Introduction to Futures Contracts

by Maxwell Margenot and Delaney Mackenzie

Part of the Quantopian Lecture Series:

Notebook released under the Creative Commons Attribution 4.0 License.

Futures contracts are derivatives and they are fundamentally different from equities, so it is important to understand what they are and how they work. In this lecture we will detail the basic unit of a futures contract, the forward contract, specifics on the valuation of futures contracts, and some things to keep in mind when handling futures. Our goal here is to cover what makes futures tick before we get into performing any sort of statistical analysis of them.


In [1]:
import numpy as np
import pandas as pd
import matplotlib.pyplot as plt

Derivatives

We have stated that a futures contract is a derivative, so let's be clear on what a derivative is. A derivative is a financial instrument whose value is dependent on the value of an underlying asset. This can be a complex relationship or it can be something very simple. Derivatives have been constructed for a variety of different purposes in order to make more and more intricate bets about the markets. They provide new ways to express your expectations of how the markets will move and are used to great effect in conjunction with more conventional investments. Large amounts of resources are devoted to the construction and pricing of exotic derivatives, though that is beyond the scope of this lecture.

**Requirements**.
1. Does each statement agree with the futures lecture? Answer yes or no for each and quote the lecture's deciding words.
(a) The lecture means to explain what makes futures tick before any statistical analysis of them.
(b) The lecture covers the construction and pricing of exotic derivatives.
(c) The lecture treats the forward contract as the basic unit of a futures contract.
2. Could you write the next part of the lecture on futures contracts, picking up after its last sentence?
These records come from a separate source.

(Coordinate annotation records)
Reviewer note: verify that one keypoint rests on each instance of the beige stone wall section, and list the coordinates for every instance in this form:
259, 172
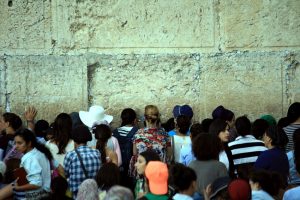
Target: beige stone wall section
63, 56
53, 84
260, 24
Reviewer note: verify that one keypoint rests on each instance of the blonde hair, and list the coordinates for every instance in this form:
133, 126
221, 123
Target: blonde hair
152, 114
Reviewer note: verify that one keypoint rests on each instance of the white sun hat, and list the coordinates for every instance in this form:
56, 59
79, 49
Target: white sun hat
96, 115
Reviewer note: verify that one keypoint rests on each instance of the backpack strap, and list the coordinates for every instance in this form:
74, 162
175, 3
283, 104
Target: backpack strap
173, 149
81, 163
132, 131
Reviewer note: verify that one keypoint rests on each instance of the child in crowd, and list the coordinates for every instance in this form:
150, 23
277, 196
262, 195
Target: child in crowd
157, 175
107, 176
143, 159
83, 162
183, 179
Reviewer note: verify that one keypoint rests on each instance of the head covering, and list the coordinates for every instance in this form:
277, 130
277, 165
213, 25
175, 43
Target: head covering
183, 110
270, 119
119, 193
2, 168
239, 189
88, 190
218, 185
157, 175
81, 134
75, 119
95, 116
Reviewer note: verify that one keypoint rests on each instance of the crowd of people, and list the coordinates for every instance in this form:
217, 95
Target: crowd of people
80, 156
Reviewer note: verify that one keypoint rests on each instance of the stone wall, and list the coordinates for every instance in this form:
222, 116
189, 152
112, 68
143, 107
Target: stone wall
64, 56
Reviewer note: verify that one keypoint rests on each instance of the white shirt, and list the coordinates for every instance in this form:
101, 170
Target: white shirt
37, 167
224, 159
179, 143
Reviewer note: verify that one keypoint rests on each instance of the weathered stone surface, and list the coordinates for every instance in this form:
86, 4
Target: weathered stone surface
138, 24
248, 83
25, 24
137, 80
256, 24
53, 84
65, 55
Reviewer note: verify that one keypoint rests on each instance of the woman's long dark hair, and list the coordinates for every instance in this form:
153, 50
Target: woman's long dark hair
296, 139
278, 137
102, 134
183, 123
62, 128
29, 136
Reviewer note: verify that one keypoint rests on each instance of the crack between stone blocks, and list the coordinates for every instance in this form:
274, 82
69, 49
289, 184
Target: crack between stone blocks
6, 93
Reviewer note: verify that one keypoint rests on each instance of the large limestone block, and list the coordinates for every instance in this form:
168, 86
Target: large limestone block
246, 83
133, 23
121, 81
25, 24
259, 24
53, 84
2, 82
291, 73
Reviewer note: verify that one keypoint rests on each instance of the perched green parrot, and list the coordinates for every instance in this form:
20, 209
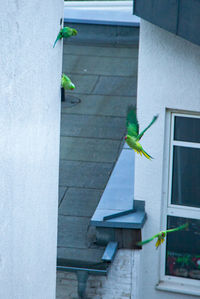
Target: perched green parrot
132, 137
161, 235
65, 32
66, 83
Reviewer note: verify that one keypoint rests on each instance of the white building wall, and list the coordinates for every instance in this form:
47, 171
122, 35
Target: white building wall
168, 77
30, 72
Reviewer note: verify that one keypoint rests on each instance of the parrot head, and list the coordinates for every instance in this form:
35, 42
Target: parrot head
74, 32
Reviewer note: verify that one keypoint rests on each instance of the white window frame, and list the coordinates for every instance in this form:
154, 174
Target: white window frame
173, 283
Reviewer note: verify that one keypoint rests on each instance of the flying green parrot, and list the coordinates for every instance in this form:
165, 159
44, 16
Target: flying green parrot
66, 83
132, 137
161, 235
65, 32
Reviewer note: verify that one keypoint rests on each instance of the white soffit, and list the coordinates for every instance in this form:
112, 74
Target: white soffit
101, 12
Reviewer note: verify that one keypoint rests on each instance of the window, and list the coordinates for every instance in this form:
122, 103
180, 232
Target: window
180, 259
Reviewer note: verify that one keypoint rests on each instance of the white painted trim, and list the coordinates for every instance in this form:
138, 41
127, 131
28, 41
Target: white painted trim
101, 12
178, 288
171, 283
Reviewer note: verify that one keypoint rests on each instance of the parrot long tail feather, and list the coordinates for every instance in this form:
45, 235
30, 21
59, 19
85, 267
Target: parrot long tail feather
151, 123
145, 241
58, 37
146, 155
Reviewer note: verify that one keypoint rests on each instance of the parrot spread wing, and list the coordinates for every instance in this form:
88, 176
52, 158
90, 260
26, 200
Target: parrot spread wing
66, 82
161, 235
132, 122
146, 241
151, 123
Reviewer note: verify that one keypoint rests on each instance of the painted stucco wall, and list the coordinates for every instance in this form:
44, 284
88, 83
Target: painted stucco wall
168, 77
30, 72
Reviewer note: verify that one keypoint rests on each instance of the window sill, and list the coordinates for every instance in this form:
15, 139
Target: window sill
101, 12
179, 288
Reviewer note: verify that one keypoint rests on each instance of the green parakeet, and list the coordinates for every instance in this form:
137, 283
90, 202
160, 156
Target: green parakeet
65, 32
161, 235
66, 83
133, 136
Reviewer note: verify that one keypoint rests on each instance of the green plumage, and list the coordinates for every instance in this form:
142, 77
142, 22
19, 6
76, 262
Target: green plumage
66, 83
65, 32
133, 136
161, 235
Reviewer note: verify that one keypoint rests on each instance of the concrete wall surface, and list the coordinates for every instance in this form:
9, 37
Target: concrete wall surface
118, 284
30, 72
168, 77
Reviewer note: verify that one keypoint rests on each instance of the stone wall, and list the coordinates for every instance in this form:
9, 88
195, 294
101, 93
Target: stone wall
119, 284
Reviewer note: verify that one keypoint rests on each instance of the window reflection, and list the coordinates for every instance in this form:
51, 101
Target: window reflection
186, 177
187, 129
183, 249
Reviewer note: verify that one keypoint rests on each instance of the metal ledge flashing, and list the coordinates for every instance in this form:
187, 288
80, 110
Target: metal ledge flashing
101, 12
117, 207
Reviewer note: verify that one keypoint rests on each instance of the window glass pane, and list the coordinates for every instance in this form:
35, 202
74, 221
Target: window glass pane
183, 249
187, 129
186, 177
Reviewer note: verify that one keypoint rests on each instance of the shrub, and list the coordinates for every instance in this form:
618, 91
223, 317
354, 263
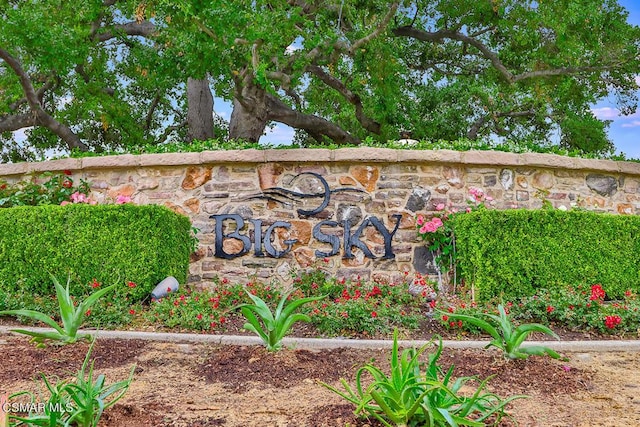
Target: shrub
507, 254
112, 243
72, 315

...

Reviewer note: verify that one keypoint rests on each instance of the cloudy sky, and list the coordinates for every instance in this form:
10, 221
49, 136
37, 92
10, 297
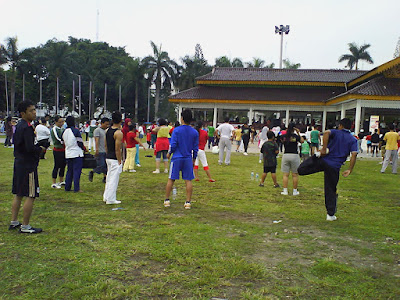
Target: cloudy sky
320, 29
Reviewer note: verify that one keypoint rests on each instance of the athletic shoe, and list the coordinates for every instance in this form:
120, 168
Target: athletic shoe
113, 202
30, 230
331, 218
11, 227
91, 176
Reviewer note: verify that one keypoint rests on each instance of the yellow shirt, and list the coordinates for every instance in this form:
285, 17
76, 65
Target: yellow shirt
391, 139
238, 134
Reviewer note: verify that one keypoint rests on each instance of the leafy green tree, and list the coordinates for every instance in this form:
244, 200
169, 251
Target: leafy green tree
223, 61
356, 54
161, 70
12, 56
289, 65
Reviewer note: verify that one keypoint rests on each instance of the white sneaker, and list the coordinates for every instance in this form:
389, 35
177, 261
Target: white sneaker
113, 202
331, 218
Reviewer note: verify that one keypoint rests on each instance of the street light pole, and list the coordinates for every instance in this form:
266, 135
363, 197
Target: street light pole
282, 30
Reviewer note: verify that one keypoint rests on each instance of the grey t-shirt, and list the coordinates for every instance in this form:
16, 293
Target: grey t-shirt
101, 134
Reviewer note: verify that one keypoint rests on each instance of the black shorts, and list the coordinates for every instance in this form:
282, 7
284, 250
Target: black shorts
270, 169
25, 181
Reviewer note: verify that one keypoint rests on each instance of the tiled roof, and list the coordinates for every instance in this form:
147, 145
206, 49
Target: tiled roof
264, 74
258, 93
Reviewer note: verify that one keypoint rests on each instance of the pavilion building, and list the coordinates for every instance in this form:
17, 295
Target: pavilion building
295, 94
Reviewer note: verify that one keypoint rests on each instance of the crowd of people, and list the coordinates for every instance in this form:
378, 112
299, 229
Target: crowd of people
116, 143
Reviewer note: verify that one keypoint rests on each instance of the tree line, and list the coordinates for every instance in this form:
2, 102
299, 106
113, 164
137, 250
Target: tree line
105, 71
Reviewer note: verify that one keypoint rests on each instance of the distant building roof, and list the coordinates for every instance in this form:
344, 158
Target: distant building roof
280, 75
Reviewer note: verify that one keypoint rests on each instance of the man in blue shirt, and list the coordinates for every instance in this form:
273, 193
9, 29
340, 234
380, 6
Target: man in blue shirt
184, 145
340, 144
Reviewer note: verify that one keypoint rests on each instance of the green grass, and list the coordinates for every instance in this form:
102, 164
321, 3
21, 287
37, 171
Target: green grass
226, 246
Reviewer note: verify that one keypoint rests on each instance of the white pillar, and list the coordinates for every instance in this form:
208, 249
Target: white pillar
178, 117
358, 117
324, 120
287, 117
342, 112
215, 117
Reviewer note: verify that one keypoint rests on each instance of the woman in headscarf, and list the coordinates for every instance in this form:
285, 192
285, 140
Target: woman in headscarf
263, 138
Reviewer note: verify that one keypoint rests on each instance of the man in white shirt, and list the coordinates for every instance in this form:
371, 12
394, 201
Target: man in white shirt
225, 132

---

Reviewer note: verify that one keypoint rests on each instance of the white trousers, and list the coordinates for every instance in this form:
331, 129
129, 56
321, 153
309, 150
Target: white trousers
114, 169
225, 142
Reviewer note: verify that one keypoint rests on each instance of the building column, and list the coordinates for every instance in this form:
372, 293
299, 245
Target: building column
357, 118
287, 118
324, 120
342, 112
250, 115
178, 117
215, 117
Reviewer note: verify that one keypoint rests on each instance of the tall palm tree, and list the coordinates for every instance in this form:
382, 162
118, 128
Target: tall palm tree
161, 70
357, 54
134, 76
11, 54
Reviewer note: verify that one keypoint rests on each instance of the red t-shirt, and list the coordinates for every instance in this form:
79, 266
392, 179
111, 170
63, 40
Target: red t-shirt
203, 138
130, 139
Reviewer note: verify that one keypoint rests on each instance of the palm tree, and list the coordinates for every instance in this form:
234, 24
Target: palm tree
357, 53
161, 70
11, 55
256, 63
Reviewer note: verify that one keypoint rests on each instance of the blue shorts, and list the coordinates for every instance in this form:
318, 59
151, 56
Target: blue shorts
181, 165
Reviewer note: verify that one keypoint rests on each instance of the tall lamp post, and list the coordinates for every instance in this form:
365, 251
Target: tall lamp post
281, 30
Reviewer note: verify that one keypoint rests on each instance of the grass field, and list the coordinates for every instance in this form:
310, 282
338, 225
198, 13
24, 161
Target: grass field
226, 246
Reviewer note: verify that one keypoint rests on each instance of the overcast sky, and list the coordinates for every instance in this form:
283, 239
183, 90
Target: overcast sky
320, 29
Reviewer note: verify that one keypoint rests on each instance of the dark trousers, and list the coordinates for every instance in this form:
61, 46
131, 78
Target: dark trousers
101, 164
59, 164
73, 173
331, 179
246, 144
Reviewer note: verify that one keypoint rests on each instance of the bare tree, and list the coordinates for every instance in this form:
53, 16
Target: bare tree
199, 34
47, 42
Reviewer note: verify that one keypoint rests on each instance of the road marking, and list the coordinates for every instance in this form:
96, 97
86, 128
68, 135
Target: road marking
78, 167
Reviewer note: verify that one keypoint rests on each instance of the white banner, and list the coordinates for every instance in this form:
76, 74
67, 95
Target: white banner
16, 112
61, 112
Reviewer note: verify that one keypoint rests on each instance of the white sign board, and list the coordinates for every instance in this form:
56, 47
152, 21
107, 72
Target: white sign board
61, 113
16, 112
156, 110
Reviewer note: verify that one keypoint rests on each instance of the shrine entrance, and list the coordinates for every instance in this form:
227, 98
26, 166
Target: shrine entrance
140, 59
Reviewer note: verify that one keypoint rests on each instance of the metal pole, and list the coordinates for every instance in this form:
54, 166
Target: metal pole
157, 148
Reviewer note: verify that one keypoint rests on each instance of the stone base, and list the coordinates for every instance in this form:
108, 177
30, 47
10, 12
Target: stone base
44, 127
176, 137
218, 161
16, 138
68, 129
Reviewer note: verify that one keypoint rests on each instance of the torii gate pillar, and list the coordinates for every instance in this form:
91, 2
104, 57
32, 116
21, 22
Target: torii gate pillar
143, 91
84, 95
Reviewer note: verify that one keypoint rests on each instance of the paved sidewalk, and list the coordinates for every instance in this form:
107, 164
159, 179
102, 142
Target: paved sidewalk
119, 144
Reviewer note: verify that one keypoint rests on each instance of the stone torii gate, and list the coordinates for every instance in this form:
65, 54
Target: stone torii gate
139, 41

**Outputs**.
1.
(a) Yes: "Our goal here is to cover what makes futures tick before we get into performing any sort of statistical analysis of them."
(b) No: "Large amounts of resources are devoted to the construction and pricing of exotic derivatives, though that is beyond the scope of this lecture."
(c) Yes: "the basic unit of a futures contract, the forward contract"

2.
A futures contract is a standardized version of one of the simplest possible derivatives, the forward contract. Let's look at how forward contracts behave to give us a little more background on futures.

Forward Contracts

A futures contract at its heart is based on a derivative called a forward contract. This is an agreement between two parties to pay a delivery price, $K$, for an asset at some predetermined point in the future. Forward contracts are basic over the counter (OTC) derivatives, typically used for hedging. They are used for neutralizing risk by locking the price for an asset, obligating both sides of the contract to follow through.

Entering into a long position on a forward contract entails agreeing to buy the underlying asset while entering into a short position entails agreeing to sell the underlying. Let's say that the price of the good is denotated by $S_i$, indexed with time, with $T$ being the maturity date of the forward contract. Then the payoff of a long position in a forward contract is:

$$ S_T - K $$

And the payoff of a short position in a forward contract is:

$$ K - S_T$$

Where $S_T$ is the value of the underlying at maturity and $K$ is the value agreed upon for the underlying at maturity. The specific value of $K$ is negotiated between the parties entering into a forward contract together so it can vary quite a bit, depending on the relevant parties.

The payoff of a derivative is simply the realized cash value at the end of its life. This settlement can take place with either the delivery and exchange of actual goods or a simple cash settlement. As we can see in the following graphs, a forward contract has a linear payoff.


In [2]:
# K is the delivery price agreed upon in the contract
K = 50
# Here we look at various different values that S_T can have
S_T = np.linspace(0, 100, 200)
# Calculate the long and short payoffs
long_payoff = S_T - K
short_payoff = K - S_T

This is the long side payoff:


In [3]:
plt.plot(S_T, long_payoff)
plt.axhline(0, color='black', alpha=0.3)
plt.axvline(0, color='black', alpha=0.3)
plt.xlim(0, 100)
plt.ylim(-100, 100)
plt.axvline(K, linestyle='dashed', color='r', label='K')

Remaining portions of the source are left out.